*What is being asked*:
Please answer these questions about the passage on fear below, labeling each answer to match.
(a) What month, year, and place appear at the top of the passage?
(b) Who is about to travel to another country for business?
(c) Into what condition did the father's uncommon disease send his body?

*Passage shown*:
Start of Block

Am I slowly dying from fear of dying before I am even ill?

Fear

February 2020, Aarhus, Denmark

I’m lying down in my bed, right before sleeping, scrolling through my Facebook wall, seeing some posts and articles about the Coronavirus outbreak in China, making its way towards us in Europe, especially through Italy.

I feel anxiety sneaking into my body.

I read about people stranded inside a ship and quarantined in a hotel. A city bigger in population than the country I live in is on lockdown.

I feel a punch of fear going right through my stomach.

My husband is about to travel for business to another country, I start scrolling through the information about the Corona-numbers for that area. It’s close to zero.

I calm down just a little bit.

Then I see the numbers growing rapidly from zero to hundreds in just a few days.

I feel the punch of fear in my stomach and heaviness in my chest. My throat contracts and it’s difficult to breathe.

A thought of having my husband stranded on foreign grounds without a possibility to come back home feels unbearable.

Not only because it’s difficult to take care of three kids alone.

Mainly because a sheer thought of being separated from a loved one in times of disease evokes trauma.

From the depth of my inner-being, the trauma of facing my father’s sudden illness from afar is resurfacing. 

And so is his death from an uncommon disease that sent his body into sepsis and had his organs fail him when he most needed them.

It wasn’t all that wise to scroll through Facebook right before going to sleep, was it?

End of Block

*Natural-language descriptions of regions*:
Start of Block

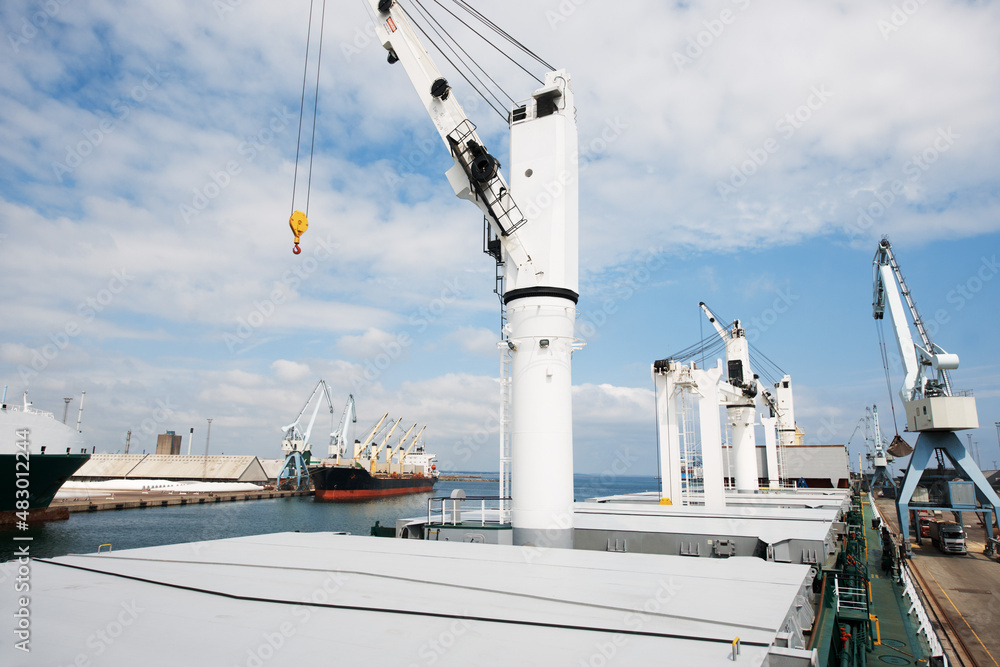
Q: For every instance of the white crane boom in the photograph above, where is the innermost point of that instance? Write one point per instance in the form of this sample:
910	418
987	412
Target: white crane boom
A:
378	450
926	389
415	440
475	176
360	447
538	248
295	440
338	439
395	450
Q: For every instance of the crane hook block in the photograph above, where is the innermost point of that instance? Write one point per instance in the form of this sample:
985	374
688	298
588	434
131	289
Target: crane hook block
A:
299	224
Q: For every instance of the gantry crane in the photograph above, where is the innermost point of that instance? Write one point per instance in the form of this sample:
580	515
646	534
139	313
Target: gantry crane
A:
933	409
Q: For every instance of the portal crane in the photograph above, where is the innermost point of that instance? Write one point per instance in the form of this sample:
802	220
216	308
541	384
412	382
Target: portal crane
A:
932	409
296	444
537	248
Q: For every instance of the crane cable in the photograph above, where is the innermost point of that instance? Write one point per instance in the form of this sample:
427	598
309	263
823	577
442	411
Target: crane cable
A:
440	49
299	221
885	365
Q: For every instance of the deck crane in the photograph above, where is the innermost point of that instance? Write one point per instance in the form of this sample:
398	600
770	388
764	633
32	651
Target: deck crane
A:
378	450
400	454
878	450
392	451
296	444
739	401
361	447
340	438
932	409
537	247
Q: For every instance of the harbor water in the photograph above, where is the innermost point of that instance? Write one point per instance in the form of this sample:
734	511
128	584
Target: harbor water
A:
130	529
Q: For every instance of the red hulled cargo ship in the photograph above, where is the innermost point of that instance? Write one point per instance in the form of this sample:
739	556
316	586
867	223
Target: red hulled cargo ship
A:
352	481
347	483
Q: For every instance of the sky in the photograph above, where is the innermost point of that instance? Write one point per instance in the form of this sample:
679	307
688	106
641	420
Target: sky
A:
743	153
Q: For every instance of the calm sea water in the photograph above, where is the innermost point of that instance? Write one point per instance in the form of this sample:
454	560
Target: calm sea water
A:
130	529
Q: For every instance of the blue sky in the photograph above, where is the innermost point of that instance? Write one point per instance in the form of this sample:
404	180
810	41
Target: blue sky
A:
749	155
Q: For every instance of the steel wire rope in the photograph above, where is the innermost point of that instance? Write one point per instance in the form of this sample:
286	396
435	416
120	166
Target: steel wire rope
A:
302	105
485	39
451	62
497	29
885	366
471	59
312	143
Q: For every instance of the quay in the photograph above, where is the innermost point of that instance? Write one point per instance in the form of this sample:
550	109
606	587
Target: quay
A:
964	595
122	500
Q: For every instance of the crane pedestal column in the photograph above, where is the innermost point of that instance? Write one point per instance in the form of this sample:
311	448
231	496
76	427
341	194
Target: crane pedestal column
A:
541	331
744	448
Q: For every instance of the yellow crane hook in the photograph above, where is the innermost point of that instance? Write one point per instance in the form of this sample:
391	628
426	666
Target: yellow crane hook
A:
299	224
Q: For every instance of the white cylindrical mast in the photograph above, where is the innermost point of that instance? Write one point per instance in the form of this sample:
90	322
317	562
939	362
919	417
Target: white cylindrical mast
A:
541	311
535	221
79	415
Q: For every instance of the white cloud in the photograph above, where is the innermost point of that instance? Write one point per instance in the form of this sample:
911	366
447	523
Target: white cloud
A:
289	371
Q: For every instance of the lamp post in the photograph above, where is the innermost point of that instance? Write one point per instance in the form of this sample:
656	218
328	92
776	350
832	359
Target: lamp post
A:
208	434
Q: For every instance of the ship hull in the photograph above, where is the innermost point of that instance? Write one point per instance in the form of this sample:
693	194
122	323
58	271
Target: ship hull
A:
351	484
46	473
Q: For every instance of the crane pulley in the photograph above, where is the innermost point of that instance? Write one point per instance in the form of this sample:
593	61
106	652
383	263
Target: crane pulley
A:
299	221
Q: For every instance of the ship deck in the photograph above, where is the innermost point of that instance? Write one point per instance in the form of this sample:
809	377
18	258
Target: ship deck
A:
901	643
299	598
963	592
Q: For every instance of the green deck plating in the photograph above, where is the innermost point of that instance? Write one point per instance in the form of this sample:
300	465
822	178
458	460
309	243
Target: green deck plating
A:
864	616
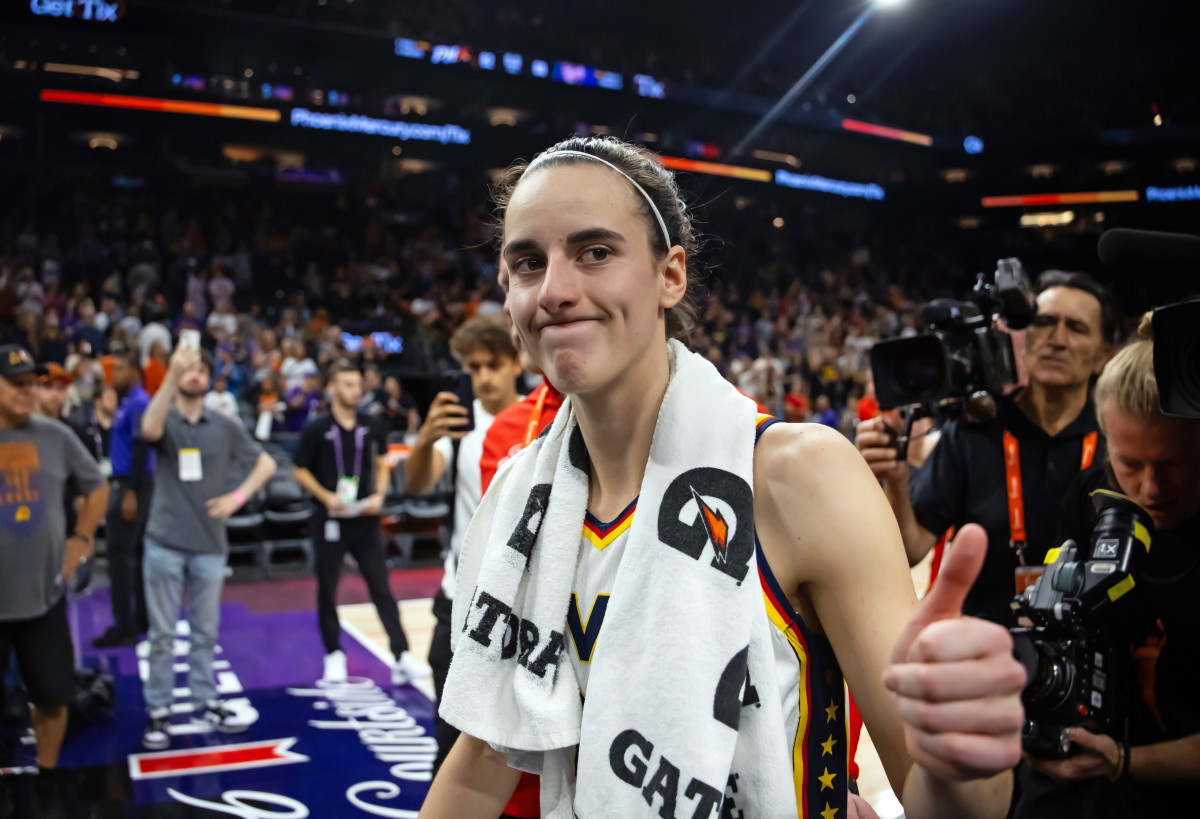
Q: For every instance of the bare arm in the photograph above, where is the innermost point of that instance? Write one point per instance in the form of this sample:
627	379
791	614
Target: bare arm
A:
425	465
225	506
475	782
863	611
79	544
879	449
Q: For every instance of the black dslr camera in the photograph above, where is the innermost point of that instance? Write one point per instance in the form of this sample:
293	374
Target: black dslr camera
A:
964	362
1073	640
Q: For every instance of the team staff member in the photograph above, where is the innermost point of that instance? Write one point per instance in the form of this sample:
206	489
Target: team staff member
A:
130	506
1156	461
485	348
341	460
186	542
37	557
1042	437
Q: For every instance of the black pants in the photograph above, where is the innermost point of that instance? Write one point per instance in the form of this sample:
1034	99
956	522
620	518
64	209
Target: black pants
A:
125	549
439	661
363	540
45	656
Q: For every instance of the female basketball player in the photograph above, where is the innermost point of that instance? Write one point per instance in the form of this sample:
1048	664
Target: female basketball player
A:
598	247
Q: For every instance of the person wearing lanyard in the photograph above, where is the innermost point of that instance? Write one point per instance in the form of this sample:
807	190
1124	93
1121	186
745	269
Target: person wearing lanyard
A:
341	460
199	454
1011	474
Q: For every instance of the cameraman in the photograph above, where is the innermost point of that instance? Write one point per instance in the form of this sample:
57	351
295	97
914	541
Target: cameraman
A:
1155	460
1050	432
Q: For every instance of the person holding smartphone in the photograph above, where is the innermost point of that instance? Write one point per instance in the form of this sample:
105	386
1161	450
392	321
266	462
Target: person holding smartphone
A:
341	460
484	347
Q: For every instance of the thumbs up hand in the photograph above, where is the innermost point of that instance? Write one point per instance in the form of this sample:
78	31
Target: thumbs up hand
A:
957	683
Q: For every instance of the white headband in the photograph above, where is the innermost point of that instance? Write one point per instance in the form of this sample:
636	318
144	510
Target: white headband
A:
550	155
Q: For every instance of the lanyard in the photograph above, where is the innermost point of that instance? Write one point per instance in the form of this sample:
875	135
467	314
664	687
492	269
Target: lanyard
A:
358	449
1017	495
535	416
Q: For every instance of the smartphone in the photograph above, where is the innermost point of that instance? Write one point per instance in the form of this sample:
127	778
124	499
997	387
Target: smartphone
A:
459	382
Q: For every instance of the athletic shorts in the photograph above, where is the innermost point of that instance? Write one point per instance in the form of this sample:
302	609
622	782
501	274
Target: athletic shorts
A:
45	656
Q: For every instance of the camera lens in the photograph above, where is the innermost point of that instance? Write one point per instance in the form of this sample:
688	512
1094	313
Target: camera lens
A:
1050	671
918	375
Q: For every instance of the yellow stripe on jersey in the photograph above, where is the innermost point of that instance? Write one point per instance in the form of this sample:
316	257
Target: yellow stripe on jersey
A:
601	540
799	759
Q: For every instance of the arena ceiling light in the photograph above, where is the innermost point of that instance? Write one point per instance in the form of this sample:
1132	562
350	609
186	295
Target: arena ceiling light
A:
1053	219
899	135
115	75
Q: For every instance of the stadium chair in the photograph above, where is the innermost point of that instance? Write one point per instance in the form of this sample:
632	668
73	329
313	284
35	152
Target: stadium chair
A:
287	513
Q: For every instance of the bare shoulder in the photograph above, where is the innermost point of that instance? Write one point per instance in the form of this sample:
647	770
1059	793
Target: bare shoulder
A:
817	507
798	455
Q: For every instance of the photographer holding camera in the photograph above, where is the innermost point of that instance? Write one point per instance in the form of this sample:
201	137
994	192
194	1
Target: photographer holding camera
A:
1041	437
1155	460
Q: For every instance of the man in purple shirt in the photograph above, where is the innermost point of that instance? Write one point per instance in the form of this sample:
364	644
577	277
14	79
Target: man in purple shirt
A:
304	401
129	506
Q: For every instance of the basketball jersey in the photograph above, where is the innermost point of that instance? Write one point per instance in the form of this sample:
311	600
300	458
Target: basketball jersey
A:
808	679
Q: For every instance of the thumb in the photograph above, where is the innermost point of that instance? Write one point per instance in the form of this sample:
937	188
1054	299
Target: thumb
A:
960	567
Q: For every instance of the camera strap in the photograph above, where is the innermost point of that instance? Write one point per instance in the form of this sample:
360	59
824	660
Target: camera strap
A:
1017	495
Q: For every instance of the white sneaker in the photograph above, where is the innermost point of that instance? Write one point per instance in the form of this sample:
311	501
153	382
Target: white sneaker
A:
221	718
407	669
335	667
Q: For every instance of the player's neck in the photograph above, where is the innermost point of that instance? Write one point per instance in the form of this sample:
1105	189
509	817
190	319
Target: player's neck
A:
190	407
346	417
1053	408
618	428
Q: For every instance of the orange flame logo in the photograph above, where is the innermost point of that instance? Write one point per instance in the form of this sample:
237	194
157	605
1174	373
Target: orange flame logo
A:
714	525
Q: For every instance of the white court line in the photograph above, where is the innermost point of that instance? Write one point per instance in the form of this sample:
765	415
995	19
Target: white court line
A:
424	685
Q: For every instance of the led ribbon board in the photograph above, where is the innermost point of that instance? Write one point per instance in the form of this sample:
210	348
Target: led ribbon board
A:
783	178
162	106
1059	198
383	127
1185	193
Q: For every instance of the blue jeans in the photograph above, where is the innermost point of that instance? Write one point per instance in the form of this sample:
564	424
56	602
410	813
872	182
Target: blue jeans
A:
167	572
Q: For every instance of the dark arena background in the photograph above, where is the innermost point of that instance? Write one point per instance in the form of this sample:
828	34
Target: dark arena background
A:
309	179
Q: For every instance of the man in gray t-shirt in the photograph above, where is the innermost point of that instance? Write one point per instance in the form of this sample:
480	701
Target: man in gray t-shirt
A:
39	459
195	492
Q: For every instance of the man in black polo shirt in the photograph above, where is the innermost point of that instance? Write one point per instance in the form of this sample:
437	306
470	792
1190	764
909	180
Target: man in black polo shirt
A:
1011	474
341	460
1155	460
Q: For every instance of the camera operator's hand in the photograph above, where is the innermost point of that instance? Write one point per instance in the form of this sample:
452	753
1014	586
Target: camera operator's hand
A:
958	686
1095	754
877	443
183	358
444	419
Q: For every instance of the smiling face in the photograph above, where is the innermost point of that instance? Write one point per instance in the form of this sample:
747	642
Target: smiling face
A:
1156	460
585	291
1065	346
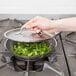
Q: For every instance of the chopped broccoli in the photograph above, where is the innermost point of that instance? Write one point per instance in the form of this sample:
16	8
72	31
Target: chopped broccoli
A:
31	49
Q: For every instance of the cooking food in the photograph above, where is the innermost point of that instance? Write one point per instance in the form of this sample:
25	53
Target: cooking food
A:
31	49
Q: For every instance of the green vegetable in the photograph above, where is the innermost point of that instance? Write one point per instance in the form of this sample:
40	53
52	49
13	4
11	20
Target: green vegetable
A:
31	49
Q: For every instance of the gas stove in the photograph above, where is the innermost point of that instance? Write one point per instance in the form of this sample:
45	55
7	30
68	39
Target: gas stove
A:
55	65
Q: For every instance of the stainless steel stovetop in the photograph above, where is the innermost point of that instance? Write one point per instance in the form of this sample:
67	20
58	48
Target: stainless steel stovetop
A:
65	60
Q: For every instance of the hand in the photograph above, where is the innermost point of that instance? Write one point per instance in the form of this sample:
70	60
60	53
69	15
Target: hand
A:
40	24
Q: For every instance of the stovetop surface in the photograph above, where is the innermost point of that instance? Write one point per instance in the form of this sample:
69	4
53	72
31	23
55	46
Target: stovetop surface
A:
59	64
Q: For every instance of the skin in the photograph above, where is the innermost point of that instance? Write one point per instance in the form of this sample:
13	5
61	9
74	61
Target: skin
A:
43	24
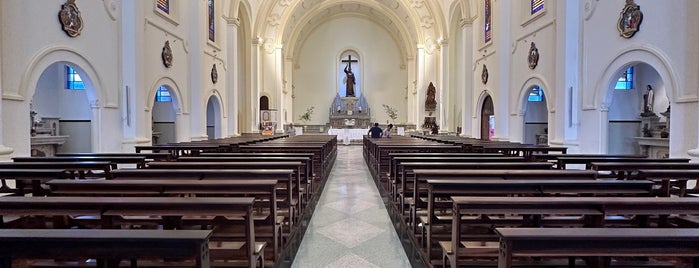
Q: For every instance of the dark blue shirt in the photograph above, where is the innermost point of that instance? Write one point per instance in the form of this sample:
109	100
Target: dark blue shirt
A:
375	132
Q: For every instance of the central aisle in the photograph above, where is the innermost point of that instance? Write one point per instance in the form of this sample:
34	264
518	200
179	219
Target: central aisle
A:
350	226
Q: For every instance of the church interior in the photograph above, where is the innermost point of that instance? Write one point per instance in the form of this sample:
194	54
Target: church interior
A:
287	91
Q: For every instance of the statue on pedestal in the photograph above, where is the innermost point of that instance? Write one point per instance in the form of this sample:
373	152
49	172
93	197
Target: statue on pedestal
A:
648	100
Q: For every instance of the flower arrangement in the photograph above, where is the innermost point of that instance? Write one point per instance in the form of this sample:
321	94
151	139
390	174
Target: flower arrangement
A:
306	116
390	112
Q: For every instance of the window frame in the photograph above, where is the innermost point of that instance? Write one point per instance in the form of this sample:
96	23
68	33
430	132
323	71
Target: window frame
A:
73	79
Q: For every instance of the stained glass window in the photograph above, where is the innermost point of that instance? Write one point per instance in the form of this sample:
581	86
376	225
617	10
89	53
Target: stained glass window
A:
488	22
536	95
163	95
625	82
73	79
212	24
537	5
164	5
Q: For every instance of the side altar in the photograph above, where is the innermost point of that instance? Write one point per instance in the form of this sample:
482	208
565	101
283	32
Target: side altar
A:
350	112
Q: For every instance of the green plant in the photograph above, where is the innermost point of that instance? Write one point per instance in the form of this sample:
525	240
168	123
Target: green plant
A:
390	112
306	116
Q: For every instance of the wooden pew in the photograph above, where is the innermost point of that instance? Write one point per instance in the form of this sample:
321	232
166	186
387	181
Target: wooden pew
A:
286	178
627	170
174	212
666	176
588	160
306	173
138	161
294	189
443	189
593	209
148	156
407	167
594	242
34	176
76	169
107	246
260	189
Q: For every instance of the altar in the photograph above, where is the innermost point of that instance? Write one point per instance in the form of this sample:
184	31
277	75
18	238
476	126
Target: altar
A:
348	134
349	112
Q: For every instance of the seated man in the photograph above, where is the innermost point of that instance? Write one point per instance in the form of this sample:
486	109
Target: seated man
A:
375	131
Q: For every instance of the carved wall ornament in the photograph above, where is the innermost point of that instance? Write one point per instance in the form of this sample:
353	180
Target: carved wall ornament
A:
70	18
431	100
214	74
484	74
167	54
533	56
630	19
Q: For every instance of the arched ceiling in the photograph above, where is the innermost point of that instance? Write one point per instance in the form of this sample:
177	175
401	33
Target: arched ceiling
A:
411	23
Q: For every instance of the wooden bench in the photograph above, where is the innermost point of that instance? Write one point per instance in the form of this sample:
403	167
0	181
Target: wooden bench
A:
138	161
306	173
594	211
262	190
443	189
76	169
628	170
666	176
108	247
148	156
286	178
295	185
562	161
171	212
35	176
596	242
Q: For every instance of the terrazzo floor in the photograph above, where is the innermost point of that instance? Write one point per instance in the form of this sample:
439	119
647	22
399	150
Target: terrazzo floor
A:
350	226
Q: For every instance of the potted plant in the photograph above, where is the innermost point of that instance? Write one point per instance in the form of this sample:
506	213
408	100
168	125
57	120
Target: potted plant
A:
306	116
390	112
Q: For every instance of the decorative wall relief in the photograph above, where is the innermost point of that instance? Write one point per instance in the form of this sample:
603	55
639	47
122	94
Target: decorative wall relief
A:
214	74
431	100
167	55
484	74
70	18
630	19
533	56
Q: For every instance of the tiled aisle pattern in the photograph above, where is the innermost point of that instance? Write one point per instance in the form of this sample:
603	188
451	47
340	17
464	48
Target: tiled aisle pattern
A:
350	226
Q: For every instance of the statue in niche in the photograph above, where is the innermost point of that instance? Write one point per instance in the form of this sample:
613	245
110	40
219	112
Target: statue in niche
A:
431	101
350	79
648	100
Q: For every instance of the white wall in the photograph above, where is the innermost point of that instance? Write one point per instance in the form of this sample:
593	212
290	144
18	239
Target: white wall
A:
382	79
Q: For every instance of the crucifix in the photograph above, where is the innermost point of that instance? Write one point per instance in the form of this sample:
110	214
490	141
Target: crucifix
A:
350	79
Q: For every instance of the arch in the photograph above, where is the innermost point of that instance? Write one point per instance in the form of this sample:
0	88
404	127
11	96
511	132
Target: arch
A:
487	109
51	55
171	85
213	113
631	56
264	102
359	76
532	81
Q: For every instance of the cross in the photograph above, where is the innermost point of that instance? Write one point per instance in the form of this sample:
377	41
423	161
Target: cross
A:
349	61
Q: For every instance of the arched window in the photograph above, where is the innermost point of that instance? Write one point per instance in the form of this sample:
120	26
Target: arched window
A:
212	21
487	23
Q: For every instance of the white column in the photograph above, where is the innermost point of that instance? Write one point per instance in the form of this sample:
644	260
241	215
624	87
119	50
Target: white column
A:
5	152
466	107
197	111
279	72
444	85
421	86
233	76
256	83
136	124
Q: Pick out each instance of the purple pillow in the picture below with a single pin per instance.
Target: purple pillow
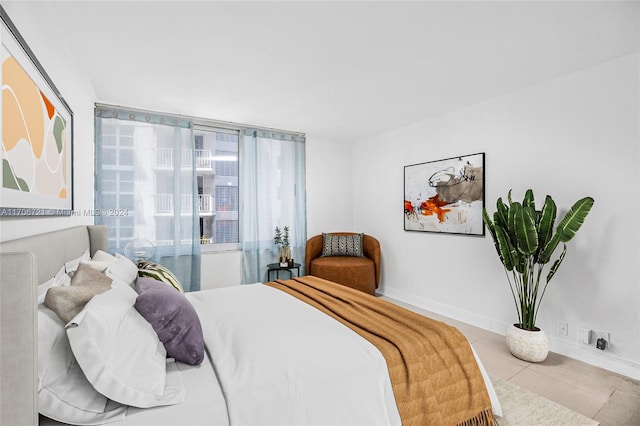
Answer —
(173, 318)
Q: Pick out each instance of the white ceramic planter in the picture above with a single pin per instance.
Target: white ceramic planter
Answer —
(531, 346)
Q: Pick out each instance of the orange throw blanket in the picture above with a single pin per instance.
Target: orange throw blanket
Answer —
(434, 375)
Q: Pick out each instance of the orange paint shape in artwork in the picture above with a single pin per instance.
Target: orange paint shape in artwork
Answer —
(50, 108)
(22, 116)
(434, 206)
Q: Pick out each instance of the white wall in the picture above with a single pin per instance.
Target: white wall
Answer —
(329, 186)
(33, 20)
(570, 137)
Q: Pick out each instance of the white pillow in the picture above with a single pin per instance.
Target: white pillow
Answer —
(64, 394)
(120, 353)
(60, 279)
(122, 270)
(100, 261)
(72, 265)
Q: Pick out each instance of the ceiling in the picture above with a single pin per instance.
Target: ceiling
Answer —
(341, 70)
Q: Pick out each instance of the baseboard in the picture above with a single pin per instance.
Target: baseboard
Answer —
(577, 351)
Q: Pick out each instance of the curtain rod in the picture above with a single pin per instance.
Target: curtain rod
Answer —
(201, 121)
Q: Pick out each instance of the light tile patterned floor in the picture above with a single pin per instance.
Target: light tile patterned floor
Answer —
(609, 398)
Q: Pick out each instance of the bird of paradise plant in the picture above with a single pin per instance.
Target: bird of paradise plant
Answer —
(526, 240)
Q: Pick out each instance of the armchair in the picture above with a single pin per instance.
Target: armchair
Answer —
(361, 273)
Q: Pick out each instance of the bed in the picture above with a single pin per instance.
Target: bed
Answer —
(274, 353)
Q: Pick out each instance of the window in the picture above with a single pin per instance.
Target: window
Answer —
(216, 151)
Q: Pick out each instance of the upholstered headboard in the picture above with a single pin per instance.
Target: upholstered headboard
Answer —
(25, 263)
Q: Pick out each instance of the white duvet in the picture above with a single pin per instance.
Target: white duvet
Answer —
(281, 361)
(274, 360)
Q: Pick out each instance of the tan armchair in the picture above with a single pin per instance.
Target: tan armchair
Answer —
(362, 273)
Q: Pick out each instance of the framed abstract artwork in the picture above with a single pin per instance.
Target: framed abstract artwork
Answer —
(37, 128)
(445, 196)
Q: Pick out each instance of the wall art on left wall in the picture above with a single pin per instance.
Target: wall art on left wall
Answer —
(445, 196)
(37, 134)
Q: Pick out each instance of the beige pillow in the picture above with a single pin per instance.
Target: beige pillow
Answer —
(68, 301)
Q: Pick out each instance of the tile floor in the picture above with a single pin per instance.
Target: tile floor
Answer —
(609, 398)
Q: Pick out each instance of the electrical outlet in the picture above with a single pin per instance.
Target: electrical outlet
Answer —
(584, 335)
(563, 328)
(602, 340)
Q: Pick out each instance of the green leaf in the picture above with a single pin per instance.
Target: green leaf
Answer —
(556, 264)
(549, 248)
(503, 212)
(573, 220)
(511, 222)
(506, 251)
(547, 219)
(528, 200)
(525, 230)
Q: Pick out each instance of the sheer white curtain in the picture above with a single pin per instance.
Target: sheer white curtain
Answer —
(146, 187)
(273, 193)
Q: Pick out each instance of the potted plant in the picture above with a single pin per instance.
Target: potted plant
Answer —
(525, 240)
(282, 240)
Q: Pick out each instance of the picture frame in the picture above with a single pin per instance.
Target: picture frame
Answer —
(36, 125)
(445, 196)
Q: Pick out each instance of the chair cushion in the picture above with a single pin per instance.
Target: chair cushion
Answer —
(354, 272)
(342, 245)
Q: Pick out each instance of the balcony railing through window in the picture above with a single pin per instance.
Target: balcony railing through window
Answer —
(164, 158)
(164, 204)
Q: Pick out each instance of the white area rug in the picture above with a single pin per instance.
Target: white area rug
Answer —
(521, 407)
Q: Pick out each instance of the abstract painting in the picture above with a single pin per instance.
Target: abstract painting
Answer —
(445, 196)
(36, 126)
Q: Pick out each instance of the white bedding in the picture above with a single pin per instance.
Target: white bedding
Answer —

End of Block

*Reply to the exercise*:
(a) February 2020, Aarhus, Denmark
(b) The writer's husband
(c) Sepsis